#### SOURCE EXCERPT ####

Steganalysis classifier training via minimizing sensitivity for different imaging sources
Introduction
Steganography presents a potential security threat to society, in general and corporations, in particular. Embedded messages, named stego messages, are hidden in digital media such as images [1], [2], [3], audio [4] and video [5] for secret communication. Steganalysis is a technique used to determine whether a digital media has a stego message or not. Current learning based steganalysis methods consist of two major components: a feature extractor and a classifier. Steganalysis classifiers are trained by a set of images which consist of both clean and stego images. Among different types of digital media, JPEG image is the most widely used digital media on the Internet. Therefore, JPEG is a favorable carrier of steganography. In particular, for most JPEG steganalysis, both training and testing datasets use JPEG images compressed by the same quantization table. When different compression quantization tables are used for training and testing image sets, the performance of the steganalysis classifier degrades significantly [6], [7].
With the ever proliferation of digital cameras and image editing software available today, JPEG images on the Internet are compressed by many different quantization tables [8]. Moreover, a growing number of digital camera manufacturers, such as Sony, Nikon and Pentax, adopt variable quantization tables which are computed based on the image content dynamically. By using the quantization table for training to re-compressing an image, which is compressed by an unseen quantization table, cannot recover an image directly. Extra quantization step will change the steganalysis features of the JPEG image [9]. Therefore it would be unreasonable or impracticable to assume prior knowledge of compression quantization table of an unseen image examined for stego message.

#### PROVIDED DATA ####

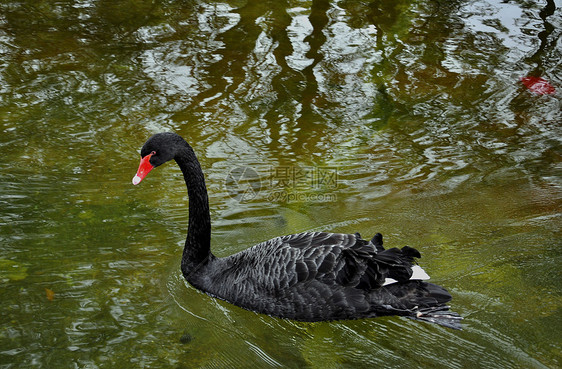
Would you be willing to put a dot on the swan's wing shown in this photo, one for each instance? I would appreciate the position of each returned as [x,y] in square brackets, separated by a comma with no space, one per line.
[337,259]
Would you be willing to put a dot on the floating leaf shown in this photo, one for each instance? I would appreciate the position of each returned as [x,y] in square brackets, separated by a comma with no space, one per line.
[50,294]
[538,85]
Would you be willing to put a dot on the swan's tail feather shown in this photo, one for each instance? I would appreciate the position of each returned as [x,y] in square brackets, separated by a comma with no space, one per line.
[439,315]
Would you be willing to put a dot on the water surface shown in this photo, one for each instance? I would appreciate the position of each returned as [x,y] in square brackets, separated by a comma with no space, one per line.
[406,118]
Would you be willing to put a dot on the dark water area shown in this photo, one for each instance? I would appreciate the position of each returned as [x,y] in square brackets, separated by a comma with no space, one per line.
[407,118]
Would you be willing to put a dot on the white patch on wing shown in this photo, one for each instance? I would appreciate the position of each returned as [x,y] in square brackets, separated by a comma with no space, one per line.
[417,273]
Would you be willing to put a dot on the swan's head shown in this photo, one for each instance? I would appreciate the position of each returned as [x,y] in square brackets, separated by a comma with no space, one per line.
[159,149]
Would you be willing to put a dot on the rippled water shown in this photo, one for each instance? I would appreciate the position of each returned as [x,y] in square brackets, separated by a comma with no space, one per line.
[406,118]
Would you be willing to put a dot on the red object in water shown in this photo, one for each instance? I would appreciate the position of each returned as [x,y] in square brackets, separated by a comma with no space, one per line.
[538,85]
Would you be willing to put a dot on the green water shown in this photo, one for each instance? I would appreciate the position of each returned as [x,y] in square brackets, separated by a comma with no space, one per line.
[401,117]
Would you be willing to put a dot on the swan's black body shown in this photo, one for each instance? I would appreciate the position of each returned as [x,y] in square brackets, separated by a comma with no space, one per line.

####

▶ **WORK TO BE COMPLETED**: Edit the steganalysis text from "With the ever" to "for stego message.", swapping "Sony" for "Canon". These data entries were taken from a different source than the text.

▶ **OUTPUT FOR THIS EXERCISE**:
With the ever proliferation of digital cameras and image editing software available today, JPEG images on the Internet are compressed by many different quantization tables [8]. Moreover, a growing number of digital camera manufacturers, such as Canon, Nikon and Pentax, adopt variable quantization tables which are computed based on the image content dynamically. By using the quantization table for training to re-compressing an image, which is compressed by an unseen quantization table, cannot recover an image directly. Extra quantization step will change the steganalysis features of the JPEG image [9]. Therefore it would be unreasonable or impracticable to assume prior knowledge of compression quantization table of an unseen image examined for stego message.